- TRAVAIL DEMANDÉ: Relevez tous les noms de lieux cités dans l'extrait sur la guerre en Ukraine reproduit ci-dessous, dans leur ordre d'apparition.

- TEXTE À LIRE:

Une situation dans laquelle l’armée ukrainienne est passée à l’offensive et l’armée russe est sur la défensive fait nécessairement naître le sentiment qu'après un an et demi de guerre le pouvoir russe est contraint de revoir ses ambitions à la baisse. Et qu'au Kremlin on est prêt à se satisfaire des territoires déjà conquis, tant pis pour Kiev et Odessa, pour pouvoir se sortir de cette aventure ratée. D’autant plus que l’armée russe a subi de lourdes pertes et ne peut repasser à l’offensive sans une nouvelle vague de mobilisation, ce dont ne veut pas entendre parler le pouvoir à cause des conséquences imprévisibles qu’elle pourrait avoir à l’intérieur du pays. Il serait plus simple de fixer les gains territoriaux déjà acquis et de vendre à l’opinion russe ces quatre morceaux de nouvelles régions et le pont terrestre vers la Crimée comme une splendide victoire.

- DONNÉES FOURNIES:
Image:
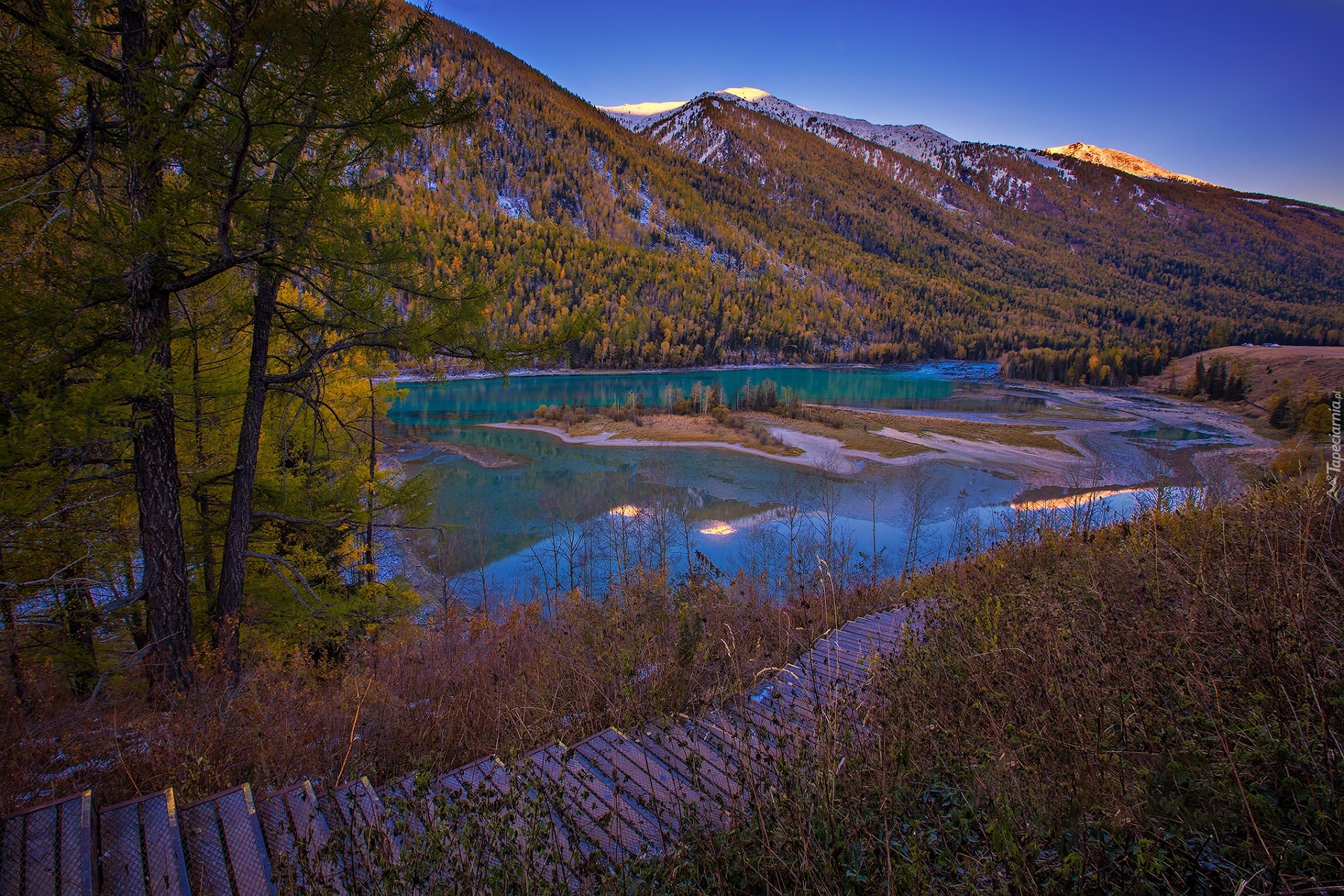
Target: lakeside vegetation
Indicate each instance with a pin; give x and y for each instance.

- RÉPONSE FINALE: Kremlin, Kiev, Odessa, Crimée